■ **Set problem**: Write every line of the records below as a JSON list of strings, one string per line, with blank lines omitted. Leave the pictures out.

Coordinate annotation entries:
◇ ◇ ◇ ◇ ◇ ◇ ◇
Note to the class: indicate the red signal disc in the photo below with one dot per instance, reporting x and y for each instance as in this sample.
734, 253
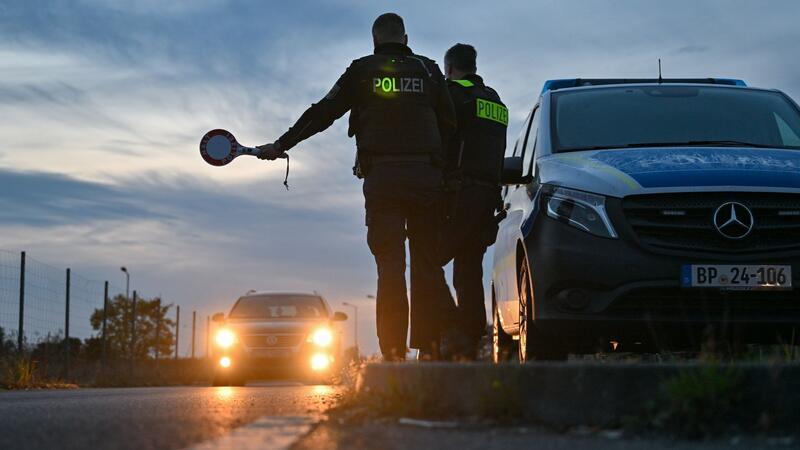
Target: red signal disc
218, 147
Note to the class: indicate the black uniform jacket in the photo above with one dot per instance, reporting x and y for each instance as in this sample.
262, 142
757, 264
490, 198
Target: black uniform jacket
398, 102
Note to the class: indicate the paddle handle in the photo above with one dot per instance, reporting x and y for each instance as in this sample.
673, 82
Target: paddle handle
254, 151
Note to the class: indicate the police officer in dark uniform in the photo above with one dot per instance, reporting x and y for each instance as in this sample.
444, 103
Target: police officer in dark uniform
474, 161
400, 110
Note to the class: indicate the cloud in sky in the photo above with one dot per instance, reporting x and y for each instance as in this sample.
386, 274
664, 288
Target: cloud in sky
103, 104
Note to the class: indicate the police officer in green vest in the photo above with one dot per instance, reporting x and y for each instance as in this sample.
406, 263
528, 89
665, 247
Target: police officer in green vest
400, 111
474, 160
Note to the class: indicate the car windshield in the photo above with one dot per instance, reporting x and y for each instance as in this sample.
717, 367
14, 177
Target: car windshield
674, 115
279, 306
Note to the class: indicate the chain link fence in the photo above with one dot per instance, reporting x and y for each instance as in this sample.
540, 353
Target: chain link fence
61, 318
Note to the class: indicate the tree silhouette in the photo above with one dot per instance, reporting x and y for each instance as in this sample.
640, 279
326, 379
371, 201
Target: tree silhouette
150, 315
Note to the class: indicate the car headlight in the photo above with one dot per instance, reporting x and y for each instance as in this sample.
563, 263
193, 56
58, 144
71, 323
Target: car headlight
322, 337
225, 338
579, 209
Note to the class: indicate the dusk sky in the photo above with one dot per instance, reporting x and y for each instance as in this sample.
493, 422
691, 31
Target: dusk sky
103, 104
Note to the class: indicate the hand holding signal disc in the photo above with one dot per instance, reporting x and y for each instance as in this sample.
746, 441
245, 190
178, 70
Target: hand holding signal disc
219, 147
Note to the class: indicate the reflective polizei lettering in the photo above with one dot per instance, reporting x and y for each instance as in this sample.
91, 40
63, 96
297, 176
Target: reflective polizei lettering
492, 111
402, 84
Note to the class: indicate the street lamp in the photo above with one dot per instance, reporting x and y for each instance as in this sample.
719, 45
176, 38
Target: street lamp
127, 282
355, 324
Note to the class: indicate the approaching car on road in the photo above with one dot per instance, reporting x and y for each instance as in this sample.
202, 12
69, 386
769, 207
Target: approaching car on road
265, 332
649, 212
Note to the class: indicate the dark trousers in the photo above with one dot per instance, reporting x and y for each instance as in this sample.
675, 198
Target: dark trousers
402, 202
470, 229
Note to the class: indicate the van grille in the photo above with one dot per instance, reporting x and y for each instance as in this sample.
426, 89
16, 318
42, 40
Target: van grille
686, 221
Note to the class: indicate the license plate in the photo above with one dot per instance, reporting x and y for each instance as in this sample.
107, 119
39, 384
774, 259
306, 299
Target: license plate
737, 276
272, 353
◇ ◇ ◇ ◇ ◇ ◇ ◇
■ **Solution**:
[
  "Note to the class: indicate the red signal disc in the photo below with one dot per instance, reporting x and y for each instance as in this sample.",
  "734, 253",
  "Target: red signal disc",
  "218, 147",
  "Note to the class: indicate the black uniform jacket in the photo above with one dot per instance, reporting x and y for each instance as in this sample.",
  "262, 142",
  "757, 264",
  "490, 198",
  "Target: black uniform jacket",
  "398, 102",
  "Note to the class: indicate the paddle handle in the photo above with one dot per instance, reporting x and y for each instance as in this sample.",
  "673, 82",
  "Target: paddle handle",
  "254, 151",
  "Note to the class: indicate the police officer in dark uniform in the photo above with one dot per instance, reporting x and y for each instance as in this sample.",
  "444, 103",
  "Target: police officer in dark uniform",
  "474, 161",
  "400, 110",
  "Note to the class: indicate the cloud in sky in the photo above with one dot per instance, reporting x and y for each instance as in this sample.",
  "386, 274",
  "664, 288",
  "Target: cloud in sky",
  "103, 104",
  "Note to the class: indicate the police officer in green vest in the photo above with one dot per instance, reporting x and y for each instance as in this sample.",
  "406, 263",
  "528, 89",
  "665, 247",
  "Target: police officer in green vest",
  "400, 111",
  "474, 160",
  "Note to the class: indicate the car windshield in the photo above with one dot per instance, reporting x and y for each instance as in this sample.",
  "717, 367",
  "14, 177",
  "Target: car windshield",
  "674, 115",
  "279, 306",
  "Note to the class: indicate the chain link fence in the photo above with one dot per instance, reporting x and y for each instance as in this sample.",
  "540, 353",
  "Target: chain link fence",
  "61, 318",
  "Note to the class: indicate the tree silhouette in the photo above with one dot per instance, reporting x and y for each instance as in this sample.",
  "640, 279",
  "326, 379",
  "371, 201",
  "Target: tree silhouette",
  "150, 315",
  "Note to the class: indicate the car headlight in the photo above with one dot per instance, reporting x and y for each instance as in this sample.",
  "563, 263",
  "193, 56",
  "58, 144",
  "71, 323",
  "Target: car headlight",
  "322, 337",
  "225, 338",
  "579, 209",
  "Note to the class: indicate the dusk sky in the photo above with one dot per instance, reporting x and y for each instance as in this sample.",
  "493, 422",
  "691, 31",
  "Target: dusk sky",
  "103, 104",
  "Note to the class: indicate the hand holding signal disc in the photo above with one dot per instance, reporting x and y for each instance as in this sample.",
  "746, 441",
  "245, 190",
  "178, 70",
  "Target: hand holding signal disc",
  "219, 147",
  "Note to the class: indicate the reflective polizei lettering in the photo above with one dot per instance, reporting x and y for each instance as in this sample.",
  "91, 40",
  "63, 96",
  "297, 176",
  "Target: reflective polizei lettering",
  "492, 111",
  "402, 84",
  "Note to the class: indicate the street lamp in the photo above with one dot per instance, reporting x and y for each instance as in this sample.",
  "719, 45",
  "176, 38",
  "Target: street lamp",
  "127, 282",
  "355, 324",
  "Note to the class: indicate the approaching car on road in the photo above with one dot per instance, reporting x and y for each instance as in this sample.",
  "202, 12",
  "69, 386",
  "769, 207",
  "Target: approaching car on road",
  "265, 332",
  "649, 212",
  "Note to the class: indicate the dark trousers in the photo above with one dot per instance, reporting x and y for each instance as in this sample.",
  "675, 198",
  "Target: dark trousers",
  "402, 202",
  "470, 229",
  "Note to the class: indicate the van grille in the photo above with one dot per instance, reporting x and y for each instance as in this sample.",
  "426, 89",
  "16, 318",
  "42, 40",
  "Target: van grille",
  "686, 221",
  "Note to the class: indicate the license plate in the photo above with one dot per instance, reporting x and y for each instance as in this sample.",
  "107, 119",
  "39, 384",
  "774, 259",
  "306, 299",
  "Target: license plate",
  "737, 276",
  "272, 353"
]